* Problem to work on *
Gather from the material every line that contains the string "pupil".

* Exercise input *
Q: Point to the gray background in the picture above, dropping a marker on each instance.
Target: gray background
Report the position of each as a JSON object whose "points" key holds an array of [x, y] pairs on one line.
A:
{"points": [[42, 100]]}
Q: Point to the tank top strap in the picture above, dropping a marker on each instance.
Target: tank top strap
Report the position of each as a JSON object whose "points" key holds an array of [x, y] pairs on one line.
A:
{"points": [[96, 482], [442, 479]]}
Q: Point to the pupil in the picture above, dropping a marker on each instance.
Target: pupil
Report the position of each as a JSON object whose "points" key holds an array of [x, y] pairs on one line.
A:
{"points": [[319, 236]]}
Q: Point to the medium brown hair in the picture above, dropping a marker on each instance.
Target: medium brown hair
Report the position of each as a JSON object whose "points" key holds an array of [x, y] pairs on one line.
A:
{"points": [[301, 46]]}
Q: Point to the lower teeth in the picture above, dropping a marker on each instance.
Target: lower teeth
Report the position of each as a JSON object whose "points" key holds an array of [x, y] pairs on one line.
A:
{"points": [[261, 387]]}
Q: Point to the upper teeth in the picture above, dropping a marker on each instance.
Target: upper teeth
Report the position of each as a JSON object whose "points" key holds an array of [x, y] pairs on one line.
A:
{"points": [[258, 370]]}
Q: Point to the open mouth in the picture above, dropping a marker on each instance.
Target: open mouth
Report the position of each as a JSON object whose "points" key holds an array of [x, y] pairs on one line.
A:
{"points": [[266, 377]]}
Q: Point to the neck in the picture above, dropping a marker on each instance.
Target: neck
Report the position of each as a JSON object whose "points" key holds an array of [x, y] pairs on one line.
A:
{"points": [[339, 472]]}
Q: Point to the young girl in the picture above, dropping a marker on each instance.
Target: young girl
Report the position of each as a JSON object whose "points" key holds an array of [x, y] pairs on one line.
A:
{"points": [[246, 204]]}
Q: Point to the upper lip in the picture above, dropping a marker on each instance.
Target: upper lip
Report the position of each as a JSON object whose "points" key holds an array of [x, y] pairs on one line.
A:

* Written answer *
Q: Point to the pupil in the picture above, dropping a marker on each instance.
Target: pupil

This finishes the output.